Photo-based referring expression data →

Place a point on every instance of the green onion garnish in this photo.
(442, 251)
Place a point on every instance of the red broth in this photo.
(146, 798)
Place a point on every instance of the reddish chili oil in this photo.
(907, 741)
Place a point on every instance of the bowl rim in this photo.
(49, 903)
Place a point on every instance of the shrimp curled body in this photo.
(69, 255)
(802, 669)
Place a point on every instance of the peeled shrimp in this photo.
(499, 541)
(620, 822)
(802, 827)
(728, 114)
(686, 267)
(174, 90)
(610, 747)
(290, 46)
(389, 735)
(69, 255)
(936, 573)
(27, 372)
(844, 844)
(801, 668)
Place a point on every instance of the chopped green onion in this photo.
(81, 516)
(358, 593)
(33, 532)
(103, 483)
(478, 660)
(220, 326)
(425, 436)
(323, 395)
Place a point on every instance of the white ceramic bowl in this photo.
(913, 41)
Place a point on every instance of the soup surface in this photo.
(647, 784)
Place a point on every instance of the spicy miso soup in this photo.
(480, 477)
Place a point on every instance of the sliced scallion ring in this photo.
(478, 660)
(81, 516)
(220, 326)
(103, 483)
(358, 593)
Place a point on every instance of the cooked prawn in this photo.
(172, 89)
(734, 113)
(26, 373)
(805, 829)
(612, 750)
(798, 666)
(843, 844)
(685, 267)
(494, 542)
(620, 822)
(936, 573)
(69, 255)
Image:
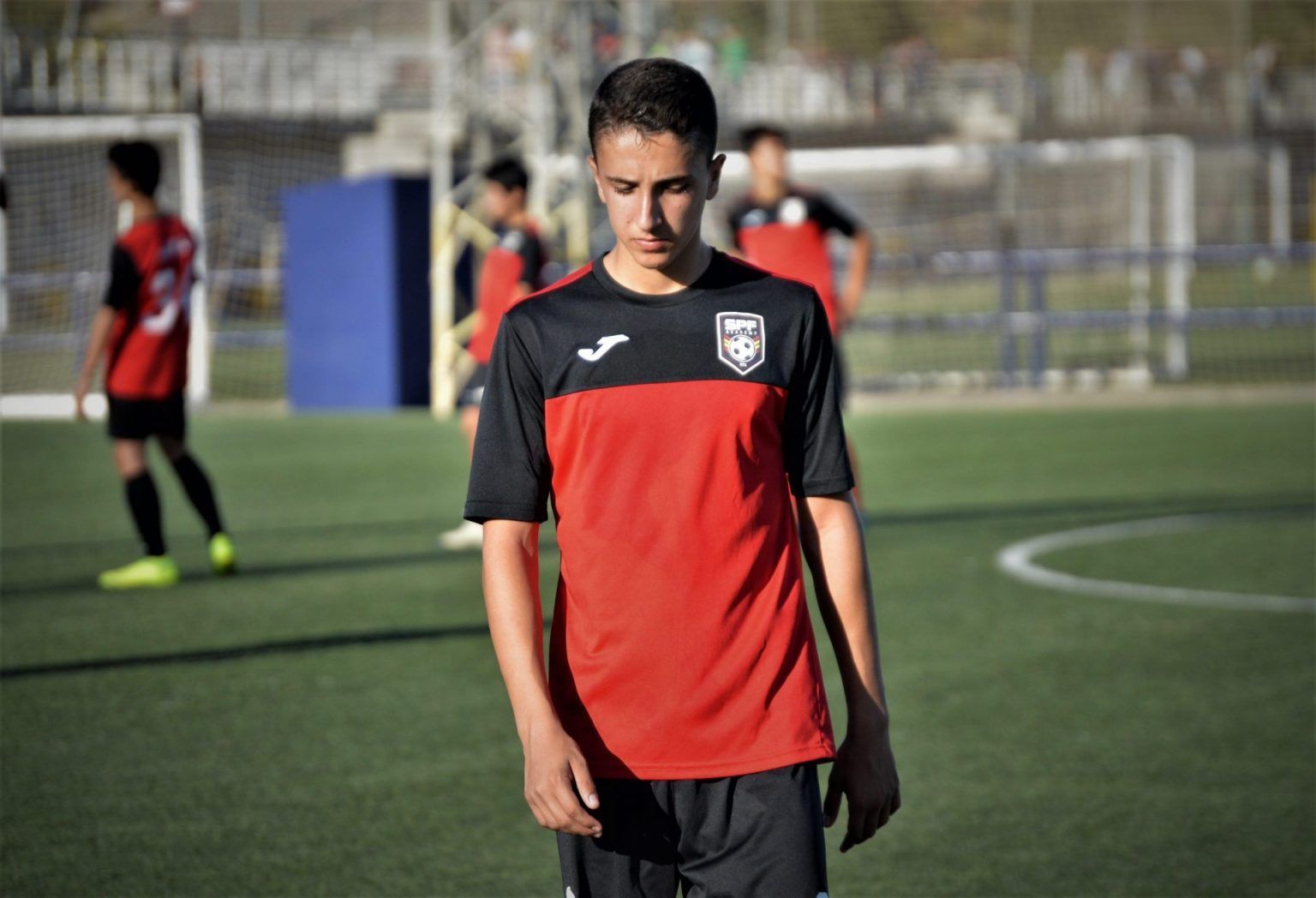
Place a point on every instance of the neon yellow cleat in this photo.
(224, 557)
(145, 573)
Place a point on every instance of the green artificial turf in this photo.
(332, 721)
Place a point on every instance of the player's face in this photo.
(655, 187)
(768, 159)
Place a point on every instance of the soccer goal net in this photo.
(56, 245)
(1119, 261)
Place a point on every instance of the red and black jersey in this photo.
(150, 284)
(790, 238)
(669, 434)
(518, 257)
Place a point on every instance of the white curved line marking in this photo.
(1016, 560)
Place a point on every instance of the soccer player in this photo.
(783, 228)
(673, 406)
(142, 331)
(511, 270)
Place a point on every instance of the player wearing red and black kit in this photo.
(709, 407)
(679, 414)
(149, 289)
(669, 434)
(142, 331)
(511, 265)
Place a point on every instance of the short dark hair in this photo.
(754, 133)
(655, 96)
(510, 173)
(139, 162)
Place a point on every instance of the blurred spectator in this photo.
(697, 53)
(733, 51)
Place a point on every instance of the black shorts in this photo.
(760, 834)
(473, 392)
(139, 419)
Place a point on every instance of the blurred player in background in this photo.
(783, 228)
(670, 402)
(512, 269)
(142, 331)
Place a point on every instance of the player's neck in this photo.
(679, 274)
(768, 190)
(144, 208)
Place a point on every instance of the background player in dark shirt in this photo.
(666, 402)
(511, 269)
(144, 326)
(783, 228)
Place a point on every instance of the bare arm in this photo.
(553, 761)
(856, 277)
(864, 769)
(100, 328)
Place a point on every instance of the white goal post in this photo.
(51, 199)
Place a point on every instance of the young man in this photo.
(783, 228)
(144, 326)
(511, 270)
(667, 400)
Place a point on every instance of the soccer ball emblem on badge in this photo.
(740, 340)
(743, 348)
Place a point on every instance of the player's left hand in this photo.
(864, 772)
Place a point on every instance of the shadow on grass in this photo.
(252, 572)
(1122, 506)
(255, 650)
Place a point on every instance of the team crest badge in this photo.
(793, 211)
(741, 340)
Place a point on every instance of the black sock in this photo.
(198, 488)
(145, 505)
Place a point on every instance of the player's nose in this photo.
(650, 213)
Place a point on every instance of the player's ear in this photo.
(598, 184)
(715, 174)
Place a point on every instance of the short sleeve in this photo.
(510, 468)
(832, 218)
(817, 457)
(124, 279)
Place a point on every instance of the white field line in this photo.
(1016, 560)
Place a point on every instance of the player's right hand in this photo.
(555, 773)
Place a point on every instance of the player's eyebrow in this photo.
(661, 182)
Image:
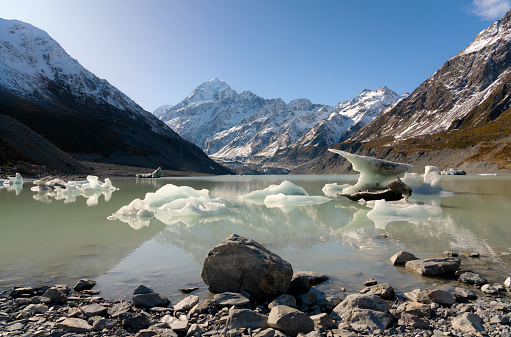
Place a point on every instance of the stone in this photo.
(94, 310)
(248, 319)
(401, 258)
(299, 285)
(370, 319)
(323, 321)
(313, 277)
(488, 289)
(308, 299)
(33, 309)
(242, 265)
(146, 297)
(438, 296)
(104, 323)
(118, 309)
(290, 320)
(180, 325)
(383, 290)
(135, 320)
(56, 296)
(229, 299)
(413, 321)
(370, 282)
(344, 310)
(468, 322)
(74, 325)
(84, 284)
(472, 278)
(415, 308)
(187, 303)
(434, 267)
(270, 333)
(464, 293)
(285, 299)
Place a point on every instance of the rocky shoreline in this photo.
(263, 297)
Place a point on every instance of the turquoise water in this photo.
(43, 240)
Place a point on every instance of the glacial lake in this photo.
(49, 241)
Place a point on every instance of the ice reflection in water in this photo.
(60, 242)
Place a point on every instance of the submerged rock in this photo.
(242, 265)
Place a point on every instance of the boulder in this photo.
(401, 258)
(383, 290)
(146, 297)
(344, 310)
(74, 325)
(186, 303)
(230, 299)
(242, 265)
(313, 277)
(434, 267)
(285, 299)
(248, 319)
(472, 278)
(290, 320)
(84, 284)
(468, 322)
(428, 296)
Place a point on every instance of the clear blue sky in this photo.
(158, 51)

TASK TO COMPLETE →
Reproduce all entries without any change, and omit the pictures.

EXERCISE SOLUTION →
Place a point on every instance of the green onion garnish in this photo.
(442, 251)
Place a point on every instance of the red broth in this photo.
(146, 798)
Place a point on every instance of the reddish chili oil in this photo.
(907, 741)
Place a point on every instance of the bowl rim in this photo.
(49, 903)
Place a point on every instance of the shrimp curled body in this photo.
(69, 255)
(802, 669)
Place a point on every instance of the peeled shrimp in this photo.
(499, 541)
(620, 822)
(802, 827)
(728, 114)
(686, 267)
(174, 90)
(610, 747)
(290, 46)
(389, 735)
(69, 255)
(936, 573)
(27, 372)
(844, 844)
(801, 668)
Place a point on every instance of the chopped green onion in this photo.
(81, 516)
(358, 593)
(33, 532)
(103, 483)
(478, 660)
(220, 326)
(425, 436)
(323, 395)
Place a point on every instance of the white ceramic bowl in this photo.
(913, 41)
Place a point on every instance of the soup surface in this photo.
(647, 784)
Place a point on every instance of the spicy miso soup in this photo.
(480, 477)
Place a point on every instance of the sliced scallion ring in this photo.
(478, 660)
(81, 516)
(220, 326)
(103, 483)
(358, 593)
Place a point on every instance of the cooked prawn in this photo.
(172, 89)
(734, 113)
(26, 373)
(805, 829)
(612, 750)
(798, 666)
(843, 844)
(685, 267)
(494, 542)
(620, 822)
(936, 573)
(69, 255)
Image:
Place a point on every instance of the neon yellow cleat in this photo.
(224, 557)
(145, 573)
Place a point on every instance of the green artificial turf in this photo.
(332, 721)
Place a point on every instance of the player's face in this photo.
(655, 187)
(768, 159)
Place a point on every instance of the soccer goal net in this photo.
(56, 245)
(1119, 261)
Place a point on every instance of the red and black jersey in this photo.
(150, 284)
(790, 238)
(669, 434)
(518, 257)
Place a point on every instance of the white curved line marking in this photo.
(1016, 560)
Place a point on every instance of the soccer player in this photo.
(783, 228)
(673, 406)
(142, 331)
(511, 270)
Place a point on every instance of the player wearing red and black kit in this photo.
(709, 407)
(679, 414)
(149, 289)
(669, 434)
(142, 331)
(511, 265)
Place a point on every instance of the short dark hair in this photo.
(754, 133)
(655, 96)
(510, 173)
(139, 162)
Place a point on every instance of the blurred spectator in this photo.
(697, 53)
(733, 51)
Place a point on every instance of the black shorts in this photo.
(760, 834)
(473, 392)
(139, 419)
Place a point on every instance of the blurred player in background in this photo.
(783, 228)
(670, 402)
(512, 269)
(142, 331)
Place a point on every instance of the player's neck in this photo.
(679, 274)
(768, 190)
(144, 208)
Place a point on every instance of the background player in dark shirt in this photo.
(666, 402)
(511, 269)
(144, 326)
(783, 228)
Place a point on every instance of the bare arm in this photo.
(553, 761)
(856, 277)
(864, 769)
(100, 328)
Place a point on every instance of the white goal post in this photo.
(51, 199)
Place a point on every instance of the young man in this photo.
(783, 228)
(144, 326)
(511, 270)
(667, 400)
Place a point on every instance of the soccer ball emblem on badge in this photo.
(740, 340)
(743, 348)
Place a point on every instance of the player's left hand in this photo.
(864, 772)
Place a point on every instance of the shadow on grass in this photo.
(252, 572)
(1122, 506)
(255, 650)
Place a point on every instance of the team crest badge in this photo.
(793, 211)
(741, 340)
Place a point on every instance of the black sock in this photo.
(198, 488)
(145, 505)
Place a point on every instance of the player's nose in this photo.
(650, 213)
Place a point on every instance of the player's ear in this photo.
(598, 184)
(715, 174)
Place a point on every instance of the short sleeve in this photo.
(510, 468)
(832, 218)
(817, 457)
(124, 279)
Place a point on every instance of the white field line in this photo.
(1016, 560)
Place a point on every instance of the player's right hand in this photo.
(555, 773)
Place a point on every instance of the player's eyebrow in this photo.
(661, 182)
Image:
Place a point on every instance of the stone in this photo.
(94, 310)
(248, 319)
(401, 258)
(299, 285)
(370, 319)
(323, 321)
(313, 277)
(488, 289)
(308, 299)
(33, 309)
(242, 265)
(146, 297)
(438, 296)
(104, 323)
(118, 309)
(290, 320)
(180, 325)
(383, 290)
(135, 320)
(56, 296)
(229, 299)
(413, 321)
(370, 282)
(344, 310)
(468, 322)
(74, 325)
(84, 284)
(472, 278)
(415, 308)
(187, 303)
(434, 267)
(270, 333)
(464, 293)
(285, 299)
Place a point on every instance of the rocky shoreline in this photo.
(263, 297)
Place a point on every instance of the turquoise water in this photo.
(43, 240)
Place a point on every instance of the glacial lake in this photo.
(49, 241)
Place a point on every instance of the ice reflection in water in this photo.
(60, 242)
Place a point on every instance of the submerged rock in this photo.
(242, 265)
Place a point on every instance of the boulder in this photo.
(401, 258)
(383, 290)
(146, 297)
(344, 310)
(74, 325)
(186, 303)
(230, 299)
(242, 265)
(313, 277)
(434, 267)
(285, 299)
(248, 319)
(472, 278)
(290, 320)
(84, 284)
(468, 322)
(428, 296)
Place a point on every instance of the clear blue sky in this photo.
(158, 51)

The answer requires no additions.